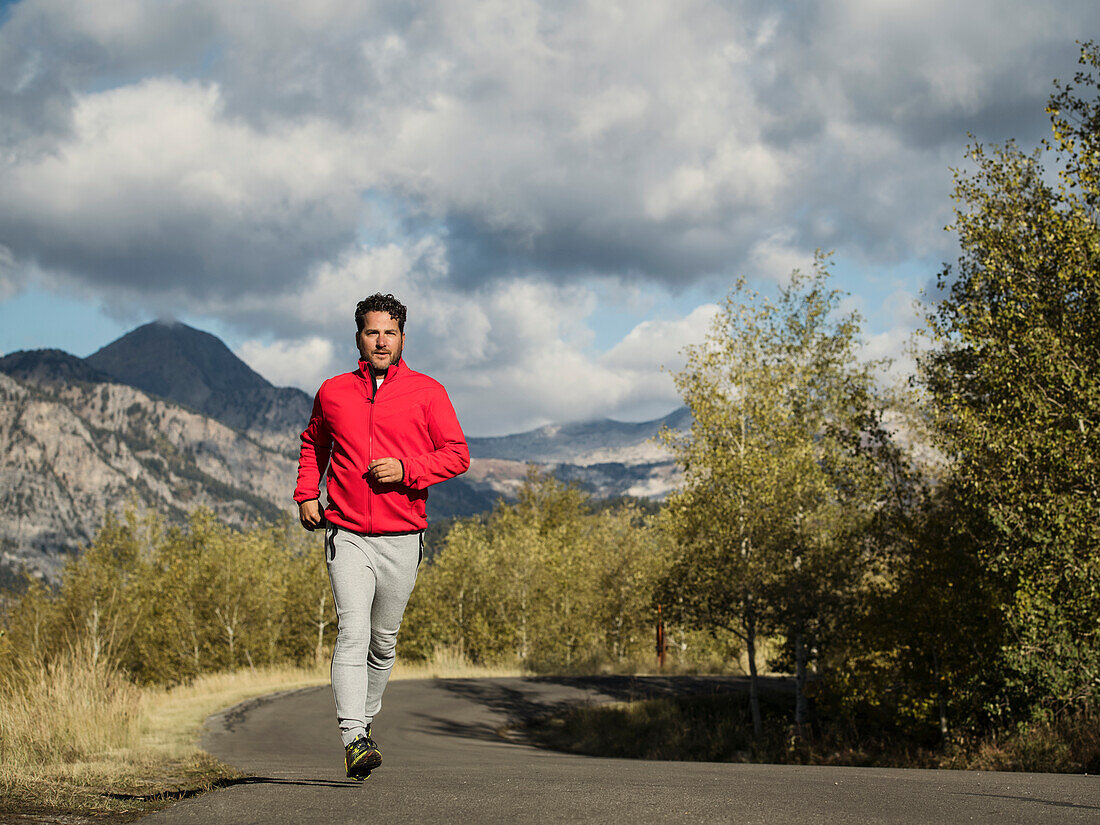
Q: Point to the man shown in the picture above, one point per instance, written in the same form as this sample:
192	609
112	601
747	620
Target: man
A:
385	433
---
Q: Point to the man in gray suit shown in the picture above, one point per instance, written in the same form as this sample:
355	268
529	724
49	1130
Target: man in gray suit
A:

What this task involves
Extract each line of the listing above that contains the word "shown", and copy those lines unchanged.

Exercise output
Q: Point to the man shown in the picture above, one point per instance, written in the same form as this sample:
Q: Point to the man in gray suit shown in the picture above, one point per instance, written in the same form as this sample:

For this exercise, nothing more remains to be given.